**GOAL OF THE EXERCISE:** Please reproduce, verbatim, the part of the passage on Kerr's years with the Phoenix Suns starting with "On June 30, 2010, Kerr" and going on through "Golden State Warriors.".

**DOCUMENT EXTRACT:**
┄┄┄┄┄┄┄┄┄┄┄┄┄┄┄┄┄┄┄┄
On June 2, 2007, Kerr announced that he would become the general manager of the Phoenix Suns beginning with the 2007–2008 season. In 2008, the Suns traded forward Shawn Marion and guard Marcus Banks to the Miami Heat in exchange for Shaquille O'Neal. The Suns were eliminated by the San Antonio Spurs in five games in the first round of the playoffs. On December 10, 2008, Kerr continued to remake the Suns roster by trading Boris Diaw, Raja Bell, and Sean Singletary to the Charlotte Bobcats in exchange for Jason Richardson, Jared Dudley, and the Bobcats' 2010 second-round draft pick, which was used to draft Gani Lawal of Georgia Tech. On June 25, 2009, Kerr traded O'Neal to the Cleveland Cavaliers for Ben Wallace, Sasha Pavlovic, a future second-round draft pick and cash.

On May 5, 2010, the Suns wore their "Noche Latina" Los Suns jerseys in Game 2 against the Spurs to be united against the controversial Arizona immigration law. Kerr himself compared the law to Nazi Germany.

On June 30, 2010, Kerr left the Phoenix Suns as president of basketball operations and general manager as his contract ran out. He continued to own less than one percent of the Suns' organization until 2014, when he decided to coach the Golden State Warriors.

Coaching career

Golden State Warriors (2014–present)
┄┄┄┄┄┄┄┄┄┄┄┄┄┄┄┄┄┄┄┄
**INFORMATION PROVIDED:**
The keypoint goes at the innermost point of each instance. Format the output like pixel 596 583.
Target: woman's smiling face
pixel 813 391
┄┄┄┄┄┄┄┄┄┄┄┄┄┄┄┄┄┄┄┄
**CORRECT ANSWER:**
On June 30, 2010, Kerr left the Phoenix Suns as president of basketball operations and general manager as his contract ran out. He continued to own less than one percent of the Suns' organization until 2014, when he decided to coach the Golden State Warriors.